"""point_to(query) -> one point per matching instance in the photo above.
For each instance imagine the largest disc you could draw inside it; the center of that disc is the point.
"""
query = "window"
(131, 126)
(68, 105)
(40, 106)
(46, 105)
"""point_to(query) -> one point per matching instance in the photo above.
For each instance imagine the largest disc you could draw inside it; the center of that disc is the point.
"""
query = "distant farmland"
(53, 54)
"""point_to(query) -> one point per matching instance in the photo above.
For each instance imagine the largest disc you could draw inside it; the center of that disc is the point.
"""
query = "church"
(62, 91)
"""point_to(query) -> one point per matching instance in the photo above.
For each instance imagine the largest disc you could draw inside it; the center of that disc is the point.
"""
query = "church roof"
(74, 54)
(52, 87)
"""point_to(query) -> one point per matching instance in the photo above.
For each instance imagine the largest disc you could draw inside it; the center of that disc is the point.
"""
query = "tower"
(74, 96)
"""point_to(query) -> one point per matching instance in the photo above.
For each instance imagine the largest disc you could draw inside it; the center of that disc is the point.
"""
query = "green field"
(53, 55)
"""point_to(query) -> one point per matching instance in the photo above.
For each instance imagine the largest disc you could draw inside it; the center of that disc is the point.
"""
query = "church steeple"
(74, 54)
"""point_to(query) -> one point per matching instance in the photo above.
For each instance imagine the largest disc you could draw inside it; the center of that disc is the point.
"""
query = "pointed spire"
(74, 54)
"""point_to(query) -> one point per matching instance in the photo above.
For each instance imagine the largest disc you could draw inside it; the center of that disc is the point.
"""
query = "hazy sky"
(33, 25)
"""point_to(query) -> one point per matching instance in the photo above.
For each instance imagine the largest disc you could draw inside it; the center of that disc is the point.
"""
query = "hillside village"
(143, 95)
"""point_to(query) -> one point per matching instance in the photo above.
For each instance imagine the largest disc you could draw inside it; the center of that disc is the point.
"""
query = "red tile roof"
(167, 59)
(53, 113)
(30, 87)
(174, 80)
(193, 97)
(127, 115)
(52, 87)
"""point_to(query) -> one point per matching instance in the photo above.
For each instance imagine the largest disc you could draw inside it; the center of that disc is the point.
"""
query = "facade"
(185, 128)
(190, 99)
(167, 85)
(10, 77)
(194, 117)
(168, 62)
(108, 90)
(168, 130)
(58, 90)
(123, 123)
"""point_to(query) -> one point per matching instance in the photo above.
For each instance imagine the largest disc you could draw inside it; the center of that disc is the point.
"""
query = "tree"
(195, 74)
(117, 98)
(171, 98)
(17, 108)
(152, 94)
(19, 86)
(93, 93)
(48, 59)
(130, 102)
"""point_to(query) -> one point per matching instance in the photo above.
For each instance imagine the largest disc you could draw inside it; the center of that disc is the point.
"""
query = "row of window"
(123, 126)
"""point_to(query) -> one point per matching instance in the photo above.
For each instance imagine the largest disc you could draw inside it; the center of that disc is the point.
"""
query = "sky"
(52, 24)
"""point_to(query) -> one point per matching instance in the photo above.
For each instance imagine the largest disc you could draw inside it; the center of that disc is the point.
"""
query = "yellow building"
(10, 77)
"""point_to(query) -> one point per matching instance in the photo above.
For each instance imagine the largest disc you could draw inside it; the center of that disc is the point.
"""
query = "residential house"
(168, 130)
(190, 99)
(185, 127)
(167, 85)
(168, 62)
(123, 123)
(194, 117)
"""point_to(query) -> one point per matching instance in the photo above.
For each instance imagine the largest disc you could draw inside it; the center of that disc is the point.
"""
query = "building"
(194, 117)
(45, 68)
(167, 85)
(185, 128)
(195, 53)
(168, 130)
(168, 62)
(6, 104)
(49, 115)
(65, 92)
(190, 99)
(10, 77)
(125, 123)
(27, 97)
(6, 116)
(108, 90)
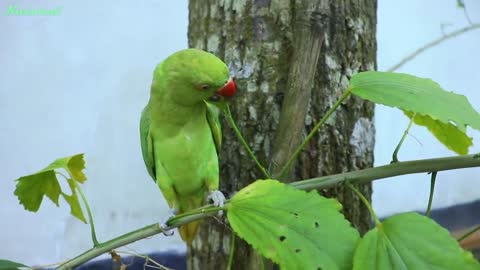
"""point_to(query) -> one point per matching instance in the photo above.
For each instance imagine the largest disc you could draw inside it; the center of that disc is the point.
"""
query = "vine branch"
(355, 177)
(433, 44)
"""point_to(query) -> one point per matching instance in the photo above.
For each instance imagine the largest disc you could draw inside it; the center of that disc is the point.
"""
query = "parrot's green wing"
(146, 142)
(213, 118)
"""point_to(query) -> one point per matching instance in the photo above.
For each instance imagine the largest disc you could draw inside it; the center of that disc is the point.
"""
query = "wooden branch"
(308, 39)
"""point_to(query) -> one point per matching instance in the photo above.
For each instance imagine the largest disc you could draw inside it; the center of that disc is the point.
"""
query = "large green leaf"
(30, 189)
(444, 113)
(411, 241)
(296, 229)
(452, 137)
(9, 265)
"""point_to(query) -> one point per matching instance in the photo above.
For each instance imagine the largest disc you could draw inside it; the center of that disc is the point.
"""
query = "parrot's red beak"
(228, 90)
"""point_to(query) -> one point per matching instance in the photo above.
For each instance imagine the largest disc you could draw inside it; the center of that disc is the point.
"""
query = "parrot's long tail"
(188, 231)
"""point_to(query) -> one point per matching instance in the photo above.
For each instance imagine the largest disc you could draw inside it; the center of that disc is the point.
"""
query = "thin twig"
(324, 119)
(430, 197)
(472, 231)
(432, 44)
(405, 133)
(244, 143)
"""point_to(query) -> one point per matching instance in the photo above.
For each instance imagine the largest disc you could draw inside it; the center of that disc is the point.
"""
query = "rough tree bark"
(291, 59)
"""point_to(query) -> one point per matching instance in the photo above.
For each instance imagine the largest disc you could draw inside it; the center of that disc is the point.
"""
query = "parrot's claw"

_Problem requirements_
The records above need to be given again exactly. Omit the pictures.

_Answer to the task_
"""point_to(query) -> one point per matching instance in the photo above.
For each instance imagine the largest disc you could draw inside it; the center of that disc is the point.
"""
query = "window"
(131, 126)
(68, 105)
(40, 106)
(46, 105)
"""point_to(query) -> one point per matching instance in the photo above.
For each instance imagine the largest disc you could draw inside it; the center of that disc is the point.
"""
query = "distant farmland"
(53, 54)
"""point_to(query) -> one point per matching instance in the photo above.
For each instance imagine the largest disc you could draw inside it; the center of that disc is the point.
"""
query = "church"
(62, 91)
"""point_to(query) -> one point per matching instance in the photo above.
For each instance imagine the largest disc you could draw inside it; the center of that disc is the point.
"""
query = "church roof"
(74, 54)
(52, 87)
"""point_to(query) -> one point per matching instance in the photo above.
For each instance imagine the largest disc you could draw inside it; the center of that disc is the point.
"""
query = "tower"
(74, 96)
"""point_to(query) -> one point per matching instance in the photo above.
For each instance imagine the largest disc you could draw inside it; the center of that disc is the point.
"""
query = "green field"
(53, 55)
"""point_to(query) -> one point per matching instance in the photo above.
For each instance imagine the largest disc you could draw inside it; the center of that disc is the point.
"""
query = "church steeple"
(74, 54)
"""point_to(query) -> one point per matching instance in the photo above.
For each instance imagine the largest disc you could draw inside it; the center of that disc is the point.
"""
query = "pointed spire"
(74, 54)
"""point_to(query) -> one point per matching instance in the photo above.
For each instance imagine the largest disc you could draw inside it; the center of that disc is the point.
"""
query = "hazy sky"
(33, 25)
"""point_to(query) -> one point per matching instance in the photo above.
For each instance imagine the largest disc you could draw inside it; the center of that disc is the point.
"""
query = "hillside village"
(143, 95)
"""point_to(query) -> one point per matching instance in the photo above.
For each instance imagine the largest disc you could draw inside it; the center of that disc is the point.
"""
query = "red tile roof"
(167, 59)
(53, 113)
(30, 87)
(174, 80)
(193, 97)
(127, 115)
(52, 87)
"""point_to(query) -> one point per matching instance in the photo above.
For each instance imagine the largest disc you could draw inside it; the center of that disc is the point.
"""
query = "facade"
(185, 128)
(190, 99)
(167, 85)
(10, 77)
(194, 117)
(168, 62)
(108, 90)
(168, 130)
(58, 90)
(123, 123)
"""point_to(query) -> one point per matching instance in the photo above.
For each instance imagine the largest disc you could draw inside it; the center of that disc is the point.
"""
query = "tree"
(195, 74)
(117, 98)
(171, 98)
(17, 108)
(152, 94)
(19, 86)
(93, 93)
(48, 59)
(130, 102)
"""point_to(query) -> one point per matching instance in the photo above.
For each instance imagine the largest disc you could draw inside it; the center of that disc is the point.
"""
query = "row of window"
(123, 126)
"""point_to(query) -> one point per matching instance in the photo above.
For each instance imagine the largest disc you could draw inside it; the center of that disc is the point.
"""
query = "sky"
(52, 24)
"""point_to(query) -> one point per matching instance in the photo above.
For each instance imagine the largest disc you could draw inside it; the center of that disc is the point.
"""
query = "yellow building"
(10, 77)
"""point_to(query) -> one point per matching instance in the photo above.
For each instance imagine the largest disc you could draw inside it; the center of that disc is the point.
"""
query = "residential house"
(168, 130)
(190, 99)
(185, 127)
(167, 85)
(168, 62)
(123, 123)
(194, 117)
"""point_to(query) -> one point per matching instance in the photo above.
For each instance imagine the largest disc you could draw inside it; the center of that disc is the point.
"""
query = "building"
(194, 117)
(45, 68)
(167, 85)
(185, 128)
(195, 53)
(168, 130)
(168, 62)
(6, 104)
(49, 115)
(65, 92)
(190, 99)
(10, 77)
(125, 123)
(27, 97)
(6, 116)
(108, 90)
"""point_to(query) -> one point per matching instance in the photo above.
For each instance imagine the largest disc you could draw inside it; the center of that disc is the point.
"""
query = "vine branch"
(355, 177)
(433, 44)
"""point_to(query) -> one point per matching instance in the photo above.
For each instance imagine the largest disc you could draw inside it; the center of that disc is the point.
"""
query = "parrot's green wing"
(146, 142)
(213, 118)
"""point_to(query) -> one point per matching instance in the photo above.
For each instance imagine the largest disc you could draw inside it; the center of that disc is the point.
"""
query = "wooden branch"
(308, 39)
"""point_to(query) -> one point per matching instance in the photo above.
For each instance imagine the largest disc you could draw inside it; the center of that disc is the point.
"""
query = "large green leaf"
(30, 189)
(444, 113)
(411, 241)
(296, 229)
(452, 137)
(9, 265)
"""point_to(query) -> one point per matching instance in the photo above.
For each instance imagine the largest disc you could draw inside it; the center of that disc is the point.
"""
query = "parrot's red beak"
(228, 90)
"""point_to(query) -> one point per matching instance in the photo above.
For each instance imagine the largest disc you could draw inside it; the center of that disc is the point.
"""
query = "parrot's long tail"
(188, 231)
"""point_to(query) -> one point per matching instance in the photo above.
For each instance imagine the largest disc you could draw inside it; the center of that disc is the point.
"""
query = "thin twig"
(324, 119)
(430, 197)
(472, 231)
(432, 44)
(405, 133)
(244, 143)
"""point_to(query) -> one point per matching instance in the photo above.
For each instance imagine the largest disc you could draw inside it; the center of that disc is the point.
"""
query = "rough tree bark"
(291, 59)
"""point_to(query) -> one point per matching instance in the photo above.
For each instance imagine the largest disc you could draw inside it; the center of that disc is the point.
"""
query = "parrot's claw"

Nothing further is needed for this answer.